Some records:

#####

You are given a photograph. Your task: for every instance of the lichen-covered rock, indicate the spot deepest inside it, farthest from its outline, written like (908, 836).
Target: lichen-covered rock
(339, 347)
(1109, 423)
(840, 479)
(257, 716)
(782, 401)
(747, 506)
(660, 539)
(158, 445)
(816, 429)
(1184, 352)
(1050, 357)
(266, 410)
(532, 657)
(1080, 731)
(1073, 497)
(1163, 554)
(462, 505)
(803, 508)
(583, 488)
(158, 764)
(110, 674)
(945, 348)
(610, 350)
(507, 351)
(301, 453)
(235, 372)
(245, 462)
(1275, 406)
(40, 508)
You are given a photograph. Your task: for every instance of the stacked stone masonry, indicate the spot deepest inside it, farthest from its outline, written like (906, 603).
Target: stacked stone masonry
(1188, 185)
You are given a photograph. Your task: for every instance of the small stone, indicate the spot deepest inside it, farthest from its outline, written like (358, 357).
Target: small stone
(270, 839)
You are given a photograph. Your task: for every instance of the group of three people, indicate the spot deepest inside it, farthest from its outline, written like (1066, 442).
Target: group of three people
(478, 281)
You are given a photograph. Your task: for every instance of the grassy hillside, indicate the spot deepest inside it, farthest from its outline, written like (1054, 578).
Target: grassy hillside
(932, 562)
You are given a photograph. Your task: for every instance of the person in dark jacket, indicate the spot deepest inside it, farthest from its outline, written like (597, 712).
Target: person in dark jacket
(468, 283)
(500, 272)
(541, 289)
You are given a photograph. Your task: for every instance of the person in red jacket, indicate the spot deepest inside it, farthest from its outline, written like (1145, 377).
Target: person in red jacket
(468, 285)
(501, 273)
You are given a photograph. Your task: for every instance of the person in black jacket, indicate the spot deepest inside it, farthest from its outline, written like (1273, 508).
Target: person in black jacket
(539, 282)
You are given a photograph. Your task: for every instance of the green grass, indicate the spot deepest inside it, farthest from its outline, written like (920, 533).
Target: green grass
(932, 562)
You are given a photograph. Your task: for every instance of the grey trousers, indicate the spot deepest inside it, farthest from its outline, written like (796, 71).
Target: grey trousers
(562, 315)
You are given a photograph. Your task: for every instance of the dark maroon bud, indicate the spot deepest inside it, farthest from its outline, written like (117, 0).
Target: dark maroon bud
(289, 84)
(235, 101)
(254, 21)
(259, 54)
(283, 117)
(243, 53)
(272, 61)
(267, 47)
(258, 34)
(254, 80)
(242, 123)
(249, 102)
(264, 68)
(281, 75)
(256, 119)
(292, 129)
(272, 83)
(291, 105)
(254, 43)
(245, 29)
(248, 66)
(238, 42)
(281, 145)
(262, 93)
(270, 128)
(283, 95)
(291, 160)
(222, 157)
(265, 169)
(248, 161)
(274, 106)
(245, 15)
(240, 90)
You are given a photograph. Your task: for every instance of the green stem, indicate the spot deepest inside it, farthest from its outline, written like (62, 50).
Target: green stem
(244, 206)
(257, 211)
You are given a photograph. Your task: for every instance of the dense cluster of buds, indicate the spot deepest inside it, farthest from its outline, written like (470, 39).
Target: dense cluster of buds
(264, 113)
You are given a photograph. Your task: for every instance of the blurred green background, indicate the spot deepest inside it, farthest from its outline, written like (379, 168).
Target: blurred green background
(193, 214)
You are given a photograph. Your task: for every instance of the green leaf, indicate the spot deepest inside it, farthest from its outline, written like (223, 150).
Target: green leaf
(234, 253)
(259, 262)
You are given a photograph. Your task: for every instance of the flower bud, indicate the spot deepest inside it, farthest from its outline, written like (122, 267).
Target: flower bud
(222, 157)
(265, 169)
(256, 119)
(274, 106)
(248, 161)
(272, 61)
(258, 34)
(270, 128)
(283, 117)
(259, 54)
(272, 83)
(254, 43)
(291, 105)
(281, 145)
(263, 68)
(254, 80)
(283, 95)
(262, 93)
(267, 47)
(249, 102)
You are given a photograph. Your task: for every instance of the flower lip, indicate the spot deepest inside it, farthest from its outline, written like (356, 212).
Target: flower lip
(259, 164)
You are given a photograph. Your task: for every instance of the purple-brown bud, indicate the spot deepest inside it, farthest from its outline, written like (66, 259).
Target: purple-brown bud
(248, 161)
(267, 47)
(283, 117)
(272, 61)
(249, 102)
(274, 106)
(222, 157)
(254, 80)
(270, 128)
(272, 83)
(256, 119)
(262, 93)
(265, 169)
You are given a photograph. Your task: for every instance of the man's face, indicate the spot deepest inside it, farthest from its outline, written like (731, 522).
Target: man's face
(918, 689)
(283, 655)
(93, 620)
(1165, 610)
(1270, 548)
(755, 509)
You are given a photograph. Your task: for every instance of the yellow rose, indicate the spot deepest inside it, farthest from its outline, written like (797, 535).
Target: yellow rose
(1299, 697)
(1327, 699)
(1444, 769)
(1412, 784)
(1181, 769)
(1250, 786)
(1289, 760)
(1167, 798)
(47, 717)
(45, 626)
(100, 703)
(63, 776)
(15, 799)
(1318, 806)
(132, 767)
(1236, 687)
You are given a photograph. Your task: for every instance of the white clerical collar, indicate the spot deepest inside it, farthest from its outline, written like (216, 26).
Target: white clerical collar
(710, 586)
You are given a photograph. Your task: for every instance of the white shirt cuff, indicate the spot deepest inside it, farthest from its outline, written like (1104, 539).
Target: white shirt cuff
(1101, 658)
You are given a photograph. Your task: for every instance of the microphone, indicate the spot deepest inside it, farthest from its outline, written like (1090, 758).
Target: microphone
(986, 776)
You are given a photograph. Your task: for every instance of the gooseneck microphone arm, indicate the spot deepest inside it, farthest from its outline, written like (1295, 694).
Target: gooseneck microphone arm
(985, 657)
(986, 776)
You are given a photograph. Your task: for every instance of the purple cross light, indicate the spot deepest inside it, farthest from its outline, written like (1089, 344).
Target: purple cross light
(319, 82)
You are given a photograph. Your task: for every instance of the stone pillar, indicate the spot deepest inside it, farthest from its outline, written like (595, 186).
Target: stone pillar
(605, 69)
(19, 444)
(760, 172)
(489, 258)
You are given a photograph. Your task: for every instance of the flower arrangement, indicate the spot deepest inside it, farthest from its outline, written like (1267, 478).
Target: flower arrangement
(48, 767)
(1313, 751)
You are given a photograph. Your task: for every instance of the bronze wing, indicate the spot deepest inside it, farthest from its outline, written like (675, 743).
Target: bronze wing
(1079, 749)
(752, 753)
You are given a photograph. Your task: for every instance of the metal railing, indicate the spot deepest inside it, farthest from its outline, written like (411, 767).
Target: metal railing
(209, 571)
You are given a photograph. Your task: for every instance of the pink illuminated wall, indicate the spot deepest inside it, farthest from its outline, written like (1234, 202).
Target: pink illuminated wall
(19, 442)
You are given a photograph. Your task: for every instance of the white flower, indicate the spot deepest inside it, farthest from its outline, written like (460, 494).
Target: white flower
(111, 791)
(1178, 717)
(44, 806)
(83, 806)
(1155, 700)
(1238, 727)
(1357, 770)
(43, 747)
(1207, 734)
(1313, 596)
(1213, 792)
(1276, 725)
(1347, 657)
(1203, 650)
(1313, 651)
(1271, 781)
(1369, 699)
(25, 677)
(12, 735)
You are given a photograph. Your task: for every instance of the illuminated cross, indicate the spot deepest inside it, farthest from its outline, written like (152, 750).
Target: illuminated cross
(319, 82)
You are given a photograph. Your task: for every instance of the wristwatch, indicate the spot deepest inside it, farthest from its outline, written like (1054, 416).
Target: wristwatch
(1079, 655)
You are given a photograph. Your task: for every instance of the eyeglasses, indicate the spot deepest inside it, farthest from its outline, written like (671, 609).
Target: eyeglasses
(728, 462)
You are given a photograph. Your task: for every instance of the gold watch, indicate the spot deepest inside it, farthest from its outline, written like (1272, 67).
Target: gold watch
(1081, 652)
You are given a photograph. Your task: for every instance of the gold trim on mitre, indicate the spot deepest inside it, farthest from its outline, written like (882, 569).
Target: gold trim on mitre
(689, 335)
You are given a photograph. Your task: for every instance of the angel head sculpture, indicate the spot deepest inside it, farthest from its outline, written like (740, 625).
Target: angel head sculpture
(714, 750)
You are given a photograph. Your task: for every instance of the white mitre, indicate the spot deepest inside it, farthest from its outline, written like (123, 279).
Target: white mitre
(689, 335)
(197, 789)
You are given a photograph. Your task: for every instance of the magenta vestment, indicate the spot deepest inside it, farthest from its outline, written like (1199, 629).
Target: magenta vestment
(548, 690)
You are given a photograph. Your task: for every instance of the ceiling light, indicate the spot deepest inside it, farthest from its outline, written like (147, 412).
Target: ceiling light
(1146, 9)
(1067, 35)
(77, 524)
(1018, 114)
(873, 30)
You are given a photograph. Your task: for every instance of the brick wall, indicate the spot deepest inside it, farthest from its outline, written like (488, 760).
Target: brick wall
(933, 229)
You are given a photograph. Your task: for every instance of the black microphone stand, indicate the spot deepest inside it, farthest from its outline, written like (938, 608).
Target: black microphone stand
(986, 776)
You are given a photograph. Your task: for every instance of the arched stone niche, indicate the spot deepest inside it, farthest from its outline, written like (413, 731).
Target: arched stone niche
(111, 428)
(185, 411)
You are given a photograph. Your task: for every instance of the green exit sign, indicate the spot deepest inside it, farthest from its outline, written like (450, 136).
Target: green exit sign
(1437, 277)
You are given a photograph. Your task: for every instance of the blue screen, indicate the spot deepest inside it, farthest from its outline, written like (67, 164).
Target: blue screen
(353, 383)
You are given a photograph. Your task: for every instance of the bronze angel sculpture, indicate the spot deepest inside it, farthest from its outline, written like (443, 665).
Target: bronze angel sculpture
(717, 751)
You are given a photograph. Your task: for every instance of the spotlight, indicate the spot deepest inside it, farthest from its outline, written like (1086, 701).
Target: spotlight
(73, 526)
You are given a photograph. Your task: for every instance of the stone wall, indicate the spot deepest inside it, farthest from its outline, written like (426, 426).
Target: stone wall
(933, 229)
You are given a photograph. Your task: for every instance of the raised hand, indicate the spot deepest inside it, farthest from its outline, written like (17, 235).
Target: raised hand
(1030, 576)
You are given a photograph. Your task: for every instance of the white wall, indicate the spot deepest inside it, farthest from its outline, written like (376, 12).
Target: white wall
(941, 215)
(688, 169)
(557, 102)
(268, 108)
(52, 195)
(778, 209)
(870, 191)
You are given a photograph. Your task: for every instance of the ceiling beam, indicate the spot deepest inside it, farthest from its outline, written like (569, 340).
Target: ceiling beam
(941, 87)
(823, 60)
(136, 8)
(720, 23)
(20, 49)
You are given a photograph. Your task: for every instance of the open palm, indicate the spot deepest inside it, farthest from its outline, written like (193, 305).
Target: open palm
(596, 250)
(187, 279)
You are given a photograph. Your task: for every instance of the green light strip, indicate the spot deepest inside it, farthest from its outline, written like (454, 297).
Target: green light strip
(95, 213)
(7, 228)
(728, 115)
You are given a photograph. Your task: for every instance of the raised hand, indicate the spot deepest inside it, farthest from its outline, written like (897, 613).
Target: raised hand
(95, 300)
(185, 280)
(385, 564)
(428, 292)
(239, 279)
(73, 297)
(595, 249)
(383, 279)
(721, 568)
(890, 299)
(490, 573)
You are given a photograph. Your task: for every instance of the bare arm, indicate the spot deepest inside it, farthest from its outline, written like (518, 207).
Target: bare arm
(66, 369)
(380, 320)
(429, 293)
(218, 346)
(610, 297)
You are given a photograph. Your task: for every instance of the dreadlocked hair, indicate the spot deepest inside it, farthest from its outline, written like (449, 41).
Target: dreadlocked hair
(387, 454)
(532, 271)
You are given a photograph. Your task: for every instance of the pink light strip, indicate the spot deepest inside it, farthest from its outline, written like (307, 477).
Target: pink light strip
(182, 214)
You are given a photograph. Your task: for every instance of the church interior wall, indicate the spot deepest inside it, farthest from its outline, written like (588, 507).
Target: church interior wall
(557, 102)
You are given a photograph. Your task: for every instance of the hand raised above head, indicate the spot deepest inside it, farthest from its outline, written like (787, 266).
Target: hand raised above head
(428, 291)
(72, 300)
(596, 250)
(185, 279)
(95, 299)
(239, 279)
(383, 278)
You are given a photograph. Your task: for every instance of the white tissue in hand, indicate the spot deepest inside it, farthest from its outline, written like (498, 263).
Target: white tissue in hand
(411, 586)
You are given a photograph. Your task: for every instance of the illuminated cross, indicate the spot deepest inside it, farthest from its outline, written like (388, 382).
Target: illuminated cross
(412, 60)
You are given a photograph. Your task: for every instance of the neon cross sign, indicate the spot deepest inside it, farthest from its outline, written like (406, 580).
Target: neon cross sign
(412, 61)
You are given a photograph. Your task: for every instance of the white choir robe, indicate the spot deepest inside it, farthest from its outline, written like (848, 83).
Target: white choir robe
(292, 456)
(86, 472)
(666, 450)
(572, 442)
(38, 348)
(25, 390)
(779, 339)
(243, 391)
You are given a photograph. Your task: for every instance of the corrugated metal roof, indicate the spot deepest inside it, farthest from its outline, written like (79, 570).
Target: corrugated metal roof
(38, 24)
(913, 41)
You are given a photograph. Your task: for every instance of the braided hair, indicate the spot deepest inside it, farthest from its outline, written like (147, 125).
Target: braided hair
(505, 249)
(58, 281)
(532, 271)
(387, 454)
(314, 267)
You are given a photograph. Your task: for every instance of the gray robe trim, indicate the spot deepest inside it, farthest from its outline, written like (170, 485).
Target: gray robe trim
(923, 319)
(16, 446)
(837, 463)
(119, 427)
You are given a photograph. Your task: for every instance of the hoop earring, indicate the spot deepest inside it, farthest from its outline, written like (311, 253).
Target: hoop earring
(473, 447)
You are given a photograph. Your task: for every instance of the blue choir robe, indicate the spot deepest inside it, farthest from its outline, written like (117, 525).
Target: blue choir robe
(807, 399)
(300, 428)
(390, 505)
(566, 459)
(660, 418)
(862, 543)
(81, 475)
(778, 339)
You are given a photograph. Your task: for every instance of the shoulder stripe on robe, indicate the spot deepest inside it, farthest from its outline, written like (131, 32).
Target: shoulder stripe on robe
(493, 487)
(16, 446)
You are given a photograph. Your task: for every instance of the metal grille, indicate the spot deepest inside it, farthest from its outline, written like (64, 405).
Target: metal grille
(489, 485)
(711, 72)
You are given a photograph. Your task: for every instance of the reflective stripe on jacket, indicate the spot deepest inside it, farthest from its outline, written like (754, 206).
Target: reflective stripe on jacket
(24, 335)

#####

• _Instructions for the task_
In the entries above, find the line containing "like (117, 525).". Set down that line and every line after it through the last one, exactly and alone.

• _The solution_
You are given a photograph. Your task: for every instance of the blue choir robe, indicate the spot deepest inside it, farthest from its outline, written like (117, 525).
Target: blue choir robe
(807, 399)
(300, 428)
(390, 505)
(566, 459)
(660, 418)
(862, 543)
(81, 475)
(778, 339)
You are given a photograph. Your task: for every instance of the shoulder stripe on robe, indicate the spot deepest inside it, farthest from its outline, written like (131, 32).
Target: shoulder stripe on robe
(493, 487)
(16, 446)
You are given a photograph. Your task: for every instance of the metal grille, indicate the spot deepest inside it, farthest from its outline, written like (64, 405).
Target: metal grille
(489, 485)
(711, 72)
You are given a photograph. Your task: for every instance of the reflective stripe on jacket, indicate the spot deepest inside it, farthest from its outline, written like (754, 206).
Target: reflective stripe on jacket
(24, 335)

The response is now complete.